* [YOUR GOAL] What you return must match the data exactly, line for line.

(Records drawn from a dataset)
════════════════

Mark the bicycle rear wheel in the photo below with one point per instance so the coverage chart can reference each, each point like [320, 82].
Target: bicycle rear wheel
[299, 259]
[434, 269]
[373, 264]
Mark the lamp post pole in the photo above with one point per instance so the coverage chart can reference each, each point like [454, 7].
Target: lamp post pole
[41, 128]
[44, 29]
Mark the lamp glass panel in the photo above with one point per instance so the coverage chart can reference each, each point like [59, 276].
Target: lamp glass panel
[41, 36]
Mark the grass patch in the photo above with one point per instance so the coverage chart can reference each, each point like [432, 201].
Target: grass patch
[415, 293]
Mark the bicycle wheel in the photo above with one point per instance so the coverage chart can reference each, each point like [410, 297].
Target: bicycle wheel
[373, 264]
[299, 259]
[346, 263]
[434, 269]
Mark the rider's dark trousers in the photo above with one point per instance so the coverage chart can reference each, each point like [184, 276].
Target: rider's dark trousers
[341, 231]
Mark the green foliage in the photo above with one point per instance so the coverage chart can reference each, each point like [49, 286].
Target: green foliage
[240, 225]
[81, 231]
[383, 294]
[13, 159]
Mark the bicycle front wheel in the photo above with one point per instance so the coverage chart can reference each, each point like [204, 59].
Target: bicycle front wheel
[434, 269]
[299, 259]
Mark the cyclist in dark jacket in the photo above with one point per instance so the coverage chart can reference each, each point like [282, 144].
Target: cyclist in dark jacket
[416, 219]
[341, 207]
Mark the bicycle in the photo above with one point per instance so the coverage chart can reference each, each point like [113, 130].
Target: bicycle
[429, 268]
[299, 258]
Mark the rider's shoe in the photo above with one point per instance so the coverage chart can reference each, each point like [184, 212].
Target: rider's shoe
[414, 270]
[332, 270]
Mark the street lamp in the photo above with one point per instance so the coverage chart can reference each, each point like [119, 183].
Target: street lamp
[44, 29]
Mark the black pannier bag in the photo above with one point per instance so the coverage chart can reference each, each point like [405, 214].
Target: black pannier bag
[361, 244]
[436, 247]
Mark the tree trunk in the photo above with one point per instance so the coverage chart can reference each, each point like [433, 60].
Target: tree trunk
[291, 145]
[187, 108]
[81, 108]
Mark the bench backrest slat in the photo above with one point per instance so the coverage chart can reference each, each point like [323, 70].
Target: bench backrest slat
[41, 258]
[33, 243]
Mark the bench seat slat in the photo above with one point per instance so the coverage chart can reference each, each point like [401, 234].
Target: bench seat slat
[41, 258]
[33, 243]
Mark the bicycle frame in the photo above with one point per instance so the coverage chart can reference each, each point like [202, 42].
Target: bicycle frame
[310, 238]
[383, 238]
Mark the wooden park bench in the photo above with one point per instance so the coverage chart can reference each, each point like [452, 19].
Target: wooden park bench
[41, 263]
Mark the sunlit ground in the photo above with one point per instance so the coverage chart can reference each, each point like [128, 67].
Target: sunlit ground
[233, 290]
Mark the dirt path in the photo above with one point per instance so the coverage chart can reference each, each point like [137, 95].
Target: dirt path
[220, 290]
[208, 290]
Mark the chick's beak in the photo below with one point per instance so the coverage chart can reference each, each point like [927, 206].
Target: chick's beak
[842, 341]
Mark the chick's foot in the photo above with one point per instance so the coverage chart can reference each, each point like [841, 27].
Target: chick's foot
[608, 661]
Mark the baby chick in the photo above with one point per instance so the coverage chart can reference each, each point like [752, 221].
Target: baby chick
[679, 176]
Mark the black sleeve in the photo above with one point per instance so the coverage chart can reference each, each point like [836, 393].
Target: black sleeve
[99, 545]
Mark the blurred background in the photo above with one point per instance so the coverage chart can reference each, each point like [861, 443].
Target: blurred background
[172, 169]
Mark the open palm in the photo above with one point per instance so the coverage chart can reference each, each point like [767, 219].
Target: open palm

════════════════

* [WRITTEN ANSWER]
Mark the bicycle rear wheel in the photo below with one point per instance so the coverage chart can reference each, each point like [320, 82].
Target: bicycle rear wheel
[299, 259]
[434, 269]
[373, 264]
Mark the lamp post pole in the photo above with one point per instance so the coverage chart can reference each, each point like [454, 7].
Target: lamp post pole
[41, 128]
[44, 29]
Mark the lamp glass panel in the photo above with one point per instance so the coverage chart can reference each, each point like [59, 276].
Target: lamp glass panel
[41, 36]
Mark the grass patch in the photo above with one point per instance so the coverage chart can reference each, each point like [432, 201].
Target: grass patch
[415, 293]
Mark the bicycle wheel in the photo above with one point per instance so the coverage chart can reference each, each point like [410, 297].
Target: bicycle wheel
[373, 264]
[299, 259]
[346, 263]
[434, 269]
Mark the rider's dark trousers in the photo above with one point per instance so the coverage chart can reference each, each point like [184, 276].
Target: rider's dark trousers
[341, 231]
Mark the green foliage in the photo above with one point per instance so the coverage chart can reference each, each point like [49, 286].
Target: green foliage
[240, 225]
[81, 231]
[383, 294]
[13, 159]
Mark the bicycle front wheel in the photo above with one point per instance so the coverage chart can reference each, each point like [204, 59].
Target: bicycle front wheel
[434, 269]
[299, 259]
Mark the cyclist in dark jacket in the photo above with one point per instance so the coverage chart can reference each, each point like [282, 144].
Target: cyclist in dark jacket
[416, 219]
[341, 207]
Mark the bicycle in the photo above with one point per instance so the coverage chart can reference each, each point like [113, 130].
Target: bicycle
[429, 268]
[299, 258]
Mark the rider's shoe in the photo above with one point per instance so the coverage chart can reference each, each point like [184, 212].
Target: rider's shoe
[414, 270]
[332, 270]
Mark the street lamp in the photo above with one point per instance so the coverage chart can reference each, each point like [119, 183].
Target: street lamp
[44, 29]
Mark the black pannier bag in the photo above with one point per instance so the coverage chart can reference each, each point like [405, 214].
Target: black pannier bag
[361, 244]
[436, 247]
Mark the tree trunk in the photo above with one point per instance so the coverage chart can reference each, each point like [433, 60].
Target: tree trunk
[291, 145]
[187, 108]
[81, 108]
Mark the bench backrest slat in the photo above with one point per instance so the coverage chart can reference each, each point like [323, 70].
Target: bench backrest slat
[41, 258]
[33, 243]
Mark the bench seat slat in the photo above with one point per instance so the coverage chart can reference each, each point like [401, 234].
Target: bench seat slat
[41, 258]
[33, 243]
Mark the bicycle frame in the photo above with one point per instance so the coverage chart can reference each, each point like [202, 42].
Target: bicycle frame
[310, 238]
[383, 238]
Mark the wooden park bench in the photo above with one point per instance so the coverage chart can reference each, each point like [452, 19].
Target: wooden park bench
[41, 263]
Mark the sunlit ground in the photo above with one point per instance so the coverage chart can reference each, each point like [128, 67].
Target: sunlit ground
[233, 290]
Mark the dirt path in the photo above with one point per instance so the coverage chart can reference each, each point like [137, 95].
Target: dirt path
[220, 290]
[208, 290]
Mark the chick's beak in the photo below with one point per instance so the coverage chart can reference each, each point like [927, 206].
Target: chick's beak
[842, 341]
Mark the chick's foot in the photo above with one point per instance so the coverage chart can reference each, each point like [841, 27].
Target: chick's foot
[608, 661]
Mark the baby chick in the photo above with one point per instance so the coverage chart can reference each, each point like [752, 221].
Target: baby chick
[679, 176]
Mark the black sleeve in the photo above with one point per instance so the coverage chart can reference each, each point like [836, 393].
Target: black sleeve
[99, 545]
Mark the blurred background in the photo above with one point per instance so the coverage chart can reference each, each point like [861, 443].
Target: blurred background
[172, 169]
Mark the open palm in the photo above with one point per instance so the coverage chart can reference each, each point like [767, 219].
Target: open palm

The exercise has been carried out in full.